▶ **To do**: Swap "pixel coordinates" for "pixel positions" in the rows from the line with "Check that every instance of the woman with" up to and including the line with "column 188, row 340", and change nothing else. Return only those lines.

▶ **Raw records**:
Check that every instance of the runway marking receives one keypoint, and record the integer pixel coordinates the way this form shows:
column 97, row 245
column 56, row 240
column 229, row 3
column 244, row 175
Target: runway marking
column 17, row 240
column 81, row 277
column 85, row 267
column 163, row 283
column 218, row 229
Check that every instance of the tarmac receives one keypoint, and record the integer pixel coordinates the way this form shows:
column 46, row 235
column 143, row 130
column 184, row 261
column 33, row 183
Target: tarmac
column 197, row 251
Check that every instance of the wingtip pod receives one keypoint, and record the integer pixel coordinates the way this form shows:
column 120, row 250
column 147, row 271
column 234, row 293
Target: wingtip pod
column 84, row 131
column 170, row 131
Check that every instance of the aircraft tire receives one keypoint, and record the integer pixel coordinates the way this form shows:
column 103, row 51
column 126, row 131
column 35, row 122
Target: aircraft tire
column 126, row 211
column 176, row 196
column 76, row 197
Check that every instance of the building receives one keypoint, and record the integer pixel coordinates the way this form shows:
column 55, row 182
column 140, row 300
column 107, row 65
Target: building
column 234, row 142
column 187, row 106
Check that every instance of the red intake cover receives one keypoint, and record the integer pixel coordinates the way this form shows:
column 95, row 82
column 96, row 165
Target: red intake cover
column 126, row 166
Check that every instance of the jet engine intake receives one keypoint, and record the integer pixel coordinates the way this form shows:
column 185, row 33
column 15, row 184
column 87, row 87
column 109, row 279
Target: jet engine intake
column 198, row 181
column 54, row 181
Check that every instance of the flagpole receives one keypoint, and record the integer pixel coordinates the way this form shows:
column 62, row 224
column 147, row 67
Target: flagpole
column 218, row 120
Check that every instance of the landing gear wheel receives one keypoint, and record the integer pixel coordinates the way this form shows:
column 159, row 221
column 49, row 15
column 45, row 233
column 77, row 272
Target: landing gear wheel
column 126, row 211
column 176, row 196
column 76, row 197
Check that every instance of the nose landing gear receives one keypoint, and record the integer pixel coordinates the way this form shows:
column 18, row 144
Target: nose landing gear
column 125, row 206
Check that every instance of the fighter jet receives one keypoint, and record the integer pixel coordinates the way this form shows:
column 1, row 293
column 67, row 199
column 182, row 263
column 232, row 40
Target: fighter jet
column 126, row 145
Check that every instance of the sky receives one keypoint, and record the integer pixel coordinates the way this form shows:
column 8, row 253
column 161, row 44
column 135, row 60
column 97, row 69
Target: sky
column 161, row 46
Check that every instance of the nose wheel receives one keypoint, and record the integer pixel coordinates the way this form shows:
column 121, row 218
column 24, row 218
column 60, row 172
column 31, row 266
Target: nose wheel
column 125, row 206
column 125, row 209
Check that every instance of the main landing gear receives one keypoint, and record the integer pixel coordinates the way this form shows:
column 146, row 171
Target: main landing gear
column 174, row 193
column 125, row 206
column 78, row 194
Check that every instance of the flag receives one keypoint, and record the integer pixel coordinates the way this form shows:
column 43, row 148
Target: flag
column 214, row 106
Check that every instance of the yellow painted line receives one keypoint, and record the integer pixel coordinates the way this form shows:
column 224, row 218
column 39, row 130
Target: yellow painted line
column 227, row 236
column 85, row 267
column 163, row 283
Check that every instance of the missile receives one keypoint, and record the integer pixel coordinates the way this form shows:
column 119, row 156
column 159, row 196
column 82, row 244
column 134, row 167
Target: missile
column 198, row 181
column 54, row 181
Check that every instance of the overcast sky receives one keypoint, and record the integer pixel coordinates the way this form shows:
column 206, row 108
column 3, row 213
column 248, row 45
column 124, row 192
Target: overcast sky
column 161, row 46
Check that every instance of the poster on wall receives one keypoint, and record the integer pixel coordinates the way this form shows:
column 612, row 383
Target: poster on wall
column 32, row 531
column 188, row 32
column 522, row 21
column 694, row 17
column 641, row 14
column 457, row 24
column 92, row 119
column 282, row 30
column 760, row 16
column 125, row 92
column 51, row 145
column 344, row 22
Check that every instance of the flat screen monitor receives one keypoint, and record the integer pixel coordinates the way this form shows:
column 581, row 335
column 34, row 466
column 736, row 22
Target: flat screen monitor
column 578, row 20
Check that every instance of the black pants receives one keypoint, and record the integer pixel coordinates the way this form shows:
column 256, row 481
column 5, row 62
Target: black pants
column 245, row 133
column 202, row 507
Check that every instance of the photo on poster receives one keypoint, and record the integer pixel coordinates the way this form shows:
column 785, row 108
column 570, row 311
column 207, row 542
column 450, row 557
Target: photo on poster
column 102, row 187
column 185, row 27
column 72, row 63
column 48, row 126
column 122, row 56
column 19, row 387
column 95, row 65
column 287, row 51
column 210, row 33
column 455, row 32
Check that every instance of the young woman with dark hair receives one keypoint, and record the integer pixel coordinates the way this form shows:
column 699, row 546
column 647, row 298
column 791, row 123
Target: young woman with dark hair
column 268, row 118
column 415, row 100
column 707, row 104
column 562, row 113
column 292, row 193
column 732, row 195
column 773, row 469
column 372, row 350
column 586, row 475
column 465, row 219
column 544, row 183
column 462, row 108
---
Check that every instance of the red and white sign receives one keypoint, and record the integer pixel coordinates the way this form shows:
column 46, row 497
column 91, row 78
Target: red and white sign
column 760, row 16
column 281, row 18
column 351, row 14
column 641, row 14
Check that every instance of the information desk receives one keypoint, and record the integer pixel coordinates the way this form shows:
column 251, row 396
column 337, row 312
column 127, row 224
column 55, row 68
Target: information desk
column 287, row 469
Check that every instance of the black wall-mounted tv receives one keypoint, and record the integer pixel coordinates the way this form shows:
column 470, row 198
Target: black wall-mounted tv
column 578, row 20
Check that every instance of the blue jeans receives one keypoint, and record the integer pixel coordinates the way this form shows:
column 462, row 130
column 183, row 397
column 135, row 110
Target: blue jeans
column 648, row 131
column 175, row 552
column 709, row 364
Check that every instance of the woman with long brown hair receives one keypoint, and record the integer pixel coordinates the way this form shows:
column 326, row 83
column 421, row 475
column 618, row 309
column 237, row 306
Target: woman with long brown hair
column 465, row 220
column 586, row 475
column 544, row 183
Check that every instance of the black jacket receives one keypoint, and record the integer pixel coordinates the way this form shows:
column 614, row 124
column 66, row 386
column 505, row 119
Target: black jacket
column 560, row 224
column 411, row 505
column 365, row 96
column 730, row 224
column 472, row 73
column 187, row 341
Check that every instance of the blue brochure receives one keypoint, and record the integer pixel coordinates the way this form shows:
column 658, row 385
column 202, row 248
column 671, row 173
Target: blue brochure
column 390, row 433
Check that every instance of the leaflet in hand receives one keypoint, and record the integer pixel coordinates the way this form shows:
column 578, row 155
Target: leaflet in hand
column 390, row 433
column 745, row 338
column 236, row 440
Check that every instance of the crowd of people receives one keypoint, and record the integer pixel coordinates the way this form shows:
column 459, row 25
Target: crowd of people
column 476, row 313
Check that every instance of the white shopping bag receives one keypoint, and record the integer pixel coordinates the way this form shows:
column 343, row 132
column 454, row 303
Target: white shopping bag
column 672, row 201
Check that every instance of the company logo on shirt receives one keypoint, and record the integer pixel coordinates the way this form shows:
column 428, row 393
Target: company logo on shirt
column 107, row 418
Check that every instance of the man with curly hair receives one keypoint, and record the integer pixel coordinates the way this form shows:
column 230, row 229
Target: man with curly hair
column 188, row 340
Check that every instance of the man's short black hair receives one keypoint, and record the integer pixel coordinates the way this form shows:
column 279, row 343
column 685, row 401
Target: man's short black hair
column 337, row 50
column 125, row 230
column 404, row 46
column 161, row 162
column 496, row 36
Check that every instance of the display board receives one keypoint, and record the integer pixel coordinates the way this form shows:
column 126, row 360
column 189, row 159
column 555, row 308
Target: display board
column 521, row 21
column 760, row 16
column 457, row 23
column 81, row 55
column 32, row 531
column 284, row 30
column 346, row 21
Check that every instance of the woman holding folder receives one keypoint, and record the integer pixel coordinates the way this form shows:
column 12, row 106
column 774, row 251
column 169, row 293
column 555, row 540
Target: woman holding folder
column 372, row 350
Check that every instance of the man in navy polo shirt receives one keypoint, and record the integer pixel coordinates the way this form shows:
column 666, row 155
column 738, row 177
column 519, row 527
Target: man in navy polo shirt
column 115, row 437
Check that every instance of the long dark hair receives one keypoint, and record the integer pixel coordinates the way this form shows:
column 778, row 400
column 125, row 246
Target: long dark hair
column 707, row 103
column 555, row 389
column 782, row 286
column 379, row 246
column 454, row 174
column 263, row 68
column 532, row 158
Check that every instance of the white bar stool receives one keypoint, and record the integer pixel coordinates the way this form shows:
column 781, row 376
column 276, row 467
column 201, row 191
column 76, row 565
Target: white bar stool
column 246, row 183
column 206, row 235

▶ **Exercise answer**:
Check that every instance of the woman with long brown hair receives one keypoint, and record the integer pixel positions the way this form shows:
column 326, row 83
column 421, row 475
column 618, row 309
column 237, row 306
Target: woman with long brown hair
column 465, row 220
column 586, row 475
column 544, row 183
Check that every instance of the black jacket receives one keypoint, and record the integer pixel positions the way this form shows:
column 614, row 124
column 66, row 386
column 505, row 119
Target: black jacket
column 560, row 224
column 411, row 505
column 365, row 96
column 730, row 224
column 472, row 73
column 187, row 341
Check that every instance of the blue brochure receives one keypoint, and record the integer pixel positions the way this form shows:
column 658, row 385
column 202, row 248
column 671, row 173
Target: blue brochure
column 390, row 433
Check that every instance of the leaflet in hand receives one keypoint, and record the integer pixel positions the way this form shows:
column 578, row 155
Target: leaflet in hand
column 390, row 433
column 745, row 338
column 236, row 440
Check that every instance of the crowd of people receives one keypoint, and record the integer pixel positions the way this form shows:
column 459, row 25
Target: crowd of people
column 476, row 313
Check that every instance of the white shopping bag receives one keypoint, and record the integer pixel positions the way this form shows:
column 343, row 132
column 454, row 303
Target: white shopping bag
column 672, row 201
Check that every instance of the company logo on shirt receives one keypoint, and record the integer pixel positions the way this form shows:
column 428, row 393
Target: company logo on shirt
column 107, row 418
Check that every instance of the man with curly hair receives one keypoint, and record the integer pixel positions the way this form shows:
column 230, row 229
Target: man with curly hair
column 188, row 340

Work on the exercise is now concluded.